• _Questions_:
A – In the Schwarzenegger film text, who plays his daughter in Maggie?
B – Pick up the Schwarzenegger film text from the point where it stops.

• _Text segment_:
The Expendables 3 (2014)
Now even The Expendables did not work! Sylvester Stallone brought the big gang back for the third edition of the franchise which he had created. With newcomers Wesley Snipes and Antonio Banderas part of the gang, and a small role for Harrison Ford, Arnold Schwarzenegger’s Trench got pushed further in the background. He is there just to be there, like giving your attendance when the names are called out. The movie too was a disappointment, raking in the least box-office earnings in the franchise. It might very well be the end of The Expendables, and the end of Trench.
Arnold Schwarzenegger took on something different with Maggie which had a limited release in the USA only a while back. This one is a horror film, where Schwarzenegger plays the father to a teenage girl who becomes infected by an outbreak of a disease that slowly turns the infected into cannibalistic zombies. Schwarzenegger had been part of a horror film in the past with End of Days in 1999, which was a mini-comeback of sorts then, where he battled the Devil himself. But it’s still a new genre for him, and so full marks for exploring something beyond guns and knives. Directed by Henry Hobson, Maggie is a low budget film that was unlikely to ever get a wide theatrical release. It in fact was available on VOD (Video on Demand) alongwith its limited theatrical release. Nonetheless, the movie earned great reviews for the acting performances of Schwarzenegger and Abigail Breslin, who plays his daughter. As a doting father, this one was a more emotional packed performance by the otherwise tough looking actor. It showed the variety that Arnie can bring in his performances, and even at this late stage in his career, gave us something fresh to enjoy.

• _Extracted data_:

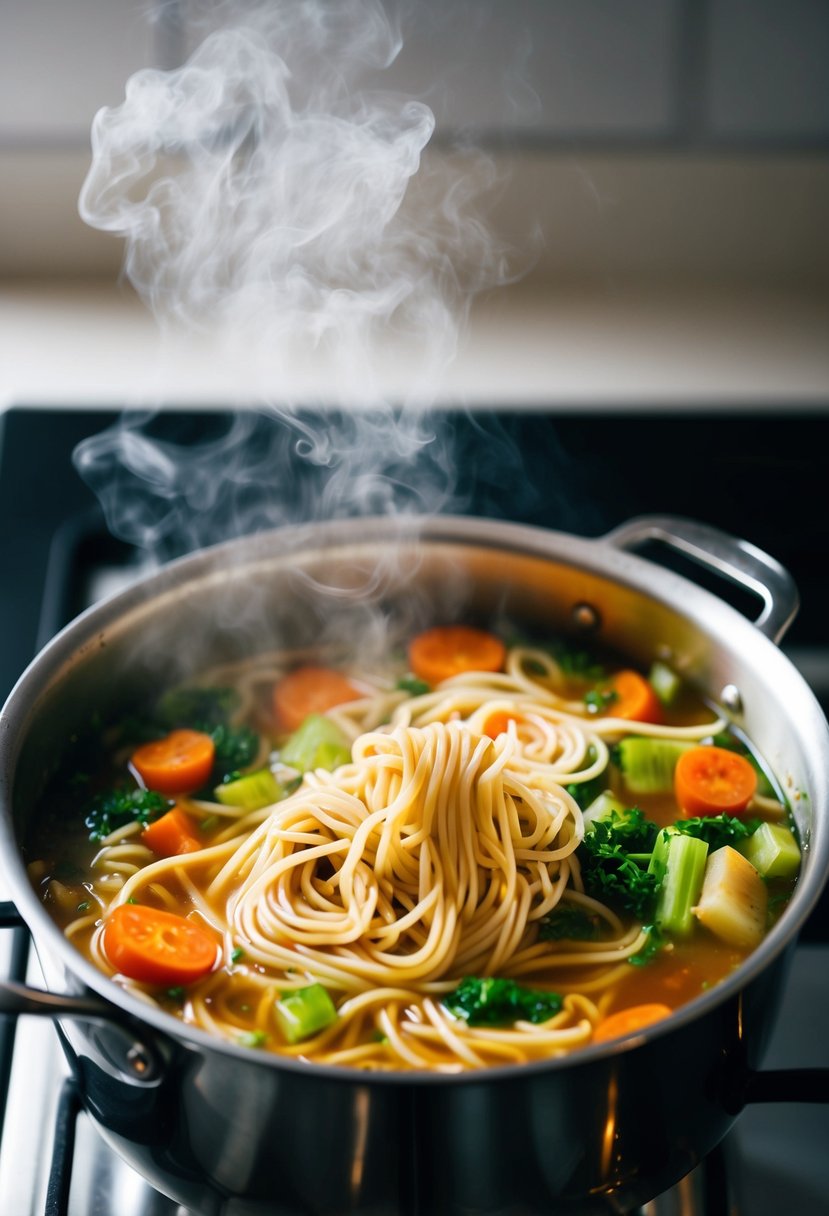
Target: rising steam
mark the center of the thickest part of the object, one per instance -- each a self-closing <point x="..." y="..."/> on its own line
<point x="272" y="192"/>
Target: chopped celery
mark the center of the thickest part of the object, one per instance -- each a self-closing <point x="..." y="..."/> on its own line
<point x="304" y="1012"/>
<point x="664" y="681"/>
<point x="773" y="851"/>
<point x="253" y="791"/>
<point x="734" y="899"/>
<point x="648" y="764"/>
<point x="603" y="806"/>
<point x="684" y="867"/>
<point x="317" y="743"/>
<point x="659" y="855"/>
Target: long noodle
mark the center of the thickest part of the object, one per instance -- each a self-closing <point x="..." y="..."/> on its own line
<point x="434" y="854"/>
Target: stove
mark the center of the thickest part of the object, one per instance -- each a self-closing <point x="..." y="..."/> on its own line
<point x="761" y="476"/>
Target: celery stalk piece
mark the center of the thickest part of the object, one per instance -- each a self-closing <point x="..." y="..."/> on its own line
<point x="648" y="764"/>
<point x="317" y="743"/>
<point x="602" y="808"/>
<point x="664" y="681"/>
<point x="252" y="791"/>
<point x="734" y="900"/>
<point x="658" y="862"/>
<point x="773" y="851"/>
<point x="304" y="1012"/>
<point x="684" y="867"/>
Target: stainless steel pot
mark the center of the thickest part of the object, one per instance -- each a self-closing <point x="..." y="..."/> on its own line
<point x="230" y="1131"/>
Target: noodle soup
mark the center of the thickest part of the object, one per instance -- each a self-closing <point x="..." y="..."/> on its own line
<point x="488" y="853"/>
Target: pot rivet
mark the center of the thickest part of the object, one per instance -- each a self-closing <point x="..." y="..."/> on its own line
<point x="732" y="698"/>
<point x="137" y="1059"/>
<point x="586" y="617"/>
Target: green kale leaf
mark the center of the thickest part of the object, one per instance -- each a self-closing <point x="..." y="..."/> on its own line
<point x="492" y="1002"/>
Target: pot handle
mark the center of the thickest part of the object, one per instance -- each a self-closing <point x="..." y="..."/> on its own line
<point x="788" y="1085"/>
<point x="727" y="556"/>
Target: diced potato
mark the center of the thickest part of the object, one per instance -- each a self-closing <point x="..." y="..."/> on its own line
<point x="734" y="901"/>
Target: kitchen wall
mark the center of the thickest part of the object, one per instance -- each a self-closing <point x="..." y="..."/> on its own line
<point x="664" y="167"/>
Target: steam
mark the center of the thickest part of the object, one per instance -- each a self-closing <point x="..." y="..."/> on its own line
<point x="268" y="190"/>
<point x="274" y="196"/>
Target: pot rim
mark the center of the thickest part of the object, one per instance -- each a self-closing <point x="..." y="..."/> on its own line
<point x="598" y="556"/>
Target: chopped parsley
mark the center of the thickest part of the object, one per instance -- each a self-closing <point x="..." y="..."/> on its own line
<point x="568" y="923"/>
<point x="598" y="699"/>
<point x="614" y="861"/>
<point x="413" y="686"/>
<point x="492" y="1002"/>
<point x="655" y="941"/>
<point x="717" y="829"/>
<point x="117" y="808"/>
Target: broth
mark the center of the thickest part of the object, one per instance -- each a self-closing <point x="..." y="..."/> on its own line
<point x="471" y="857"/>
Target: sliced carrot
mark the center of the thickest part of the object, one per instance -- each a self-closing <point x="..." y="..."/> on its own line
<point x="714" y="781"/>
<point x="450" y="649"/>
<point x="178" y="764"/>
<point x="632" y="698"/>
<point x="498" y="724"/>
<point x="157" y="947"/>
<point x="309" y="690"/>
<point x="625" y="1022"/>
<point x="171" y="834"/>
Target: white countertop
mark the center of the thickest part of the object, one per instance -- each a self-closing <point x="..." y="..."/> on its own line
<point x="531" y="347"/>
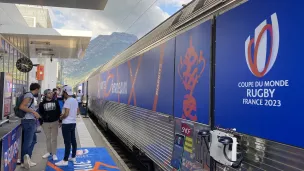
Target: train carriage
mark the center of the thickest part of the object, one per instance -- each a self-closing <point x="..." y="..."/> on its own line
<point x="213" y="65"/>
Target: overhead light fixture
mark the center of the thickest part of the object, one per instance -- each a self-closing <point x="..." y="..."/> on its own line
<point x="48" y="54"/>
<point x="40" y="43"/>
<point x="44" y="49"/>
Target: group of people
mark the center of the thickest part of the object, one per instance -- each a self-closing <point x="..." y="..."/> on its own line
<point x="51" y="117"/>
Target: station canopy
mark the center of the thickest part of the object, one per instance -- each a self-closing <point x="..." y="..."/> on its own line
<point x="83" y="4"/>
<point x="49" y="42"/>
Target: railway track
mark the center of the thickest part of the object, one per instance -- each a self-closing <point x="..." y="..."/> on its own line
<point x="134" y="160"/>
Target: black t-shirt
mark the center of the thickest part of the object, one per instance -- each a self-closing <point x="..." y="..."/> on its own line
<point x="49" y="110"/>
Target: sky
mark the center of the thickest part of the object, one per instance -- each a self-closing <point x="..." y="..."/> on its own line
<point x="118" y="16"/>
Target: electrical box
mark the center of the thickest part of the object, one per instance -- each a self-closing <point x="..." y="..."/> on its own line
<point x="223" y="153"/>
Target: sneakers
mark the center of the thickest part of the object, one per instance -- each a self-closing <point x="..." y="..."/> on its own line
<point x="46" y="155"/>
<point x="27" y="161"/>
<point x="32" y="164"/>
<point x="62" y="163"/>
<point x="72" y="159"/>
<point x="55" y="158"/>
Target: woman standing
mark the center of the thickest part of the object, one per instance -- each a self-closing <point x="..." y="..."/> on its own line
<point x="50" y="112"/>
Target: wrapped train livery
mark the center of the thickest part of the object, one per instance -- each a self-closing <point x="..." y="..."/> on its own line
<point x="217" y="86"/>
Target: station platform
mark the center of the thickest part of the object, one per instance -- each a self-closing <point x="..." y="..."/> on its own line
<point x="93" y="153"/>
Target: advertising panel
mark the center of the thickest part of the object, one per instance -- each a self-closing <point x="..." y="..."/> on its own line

• _Responses per task_:
A – Abigail Breslin

B –
The biggest step in the resurgence of Schwarzenegger’s career comes with Terminator Genisys. It’s not only his biggest franchise as an action star, but one of the biggest ones in the sci-fi genre itself. The comeback road has been bumpy so far, with more downhill paths than uphill, but reprising the role of Terminator and subsequently the planned return to the Conan franchise could be the beginning of something better.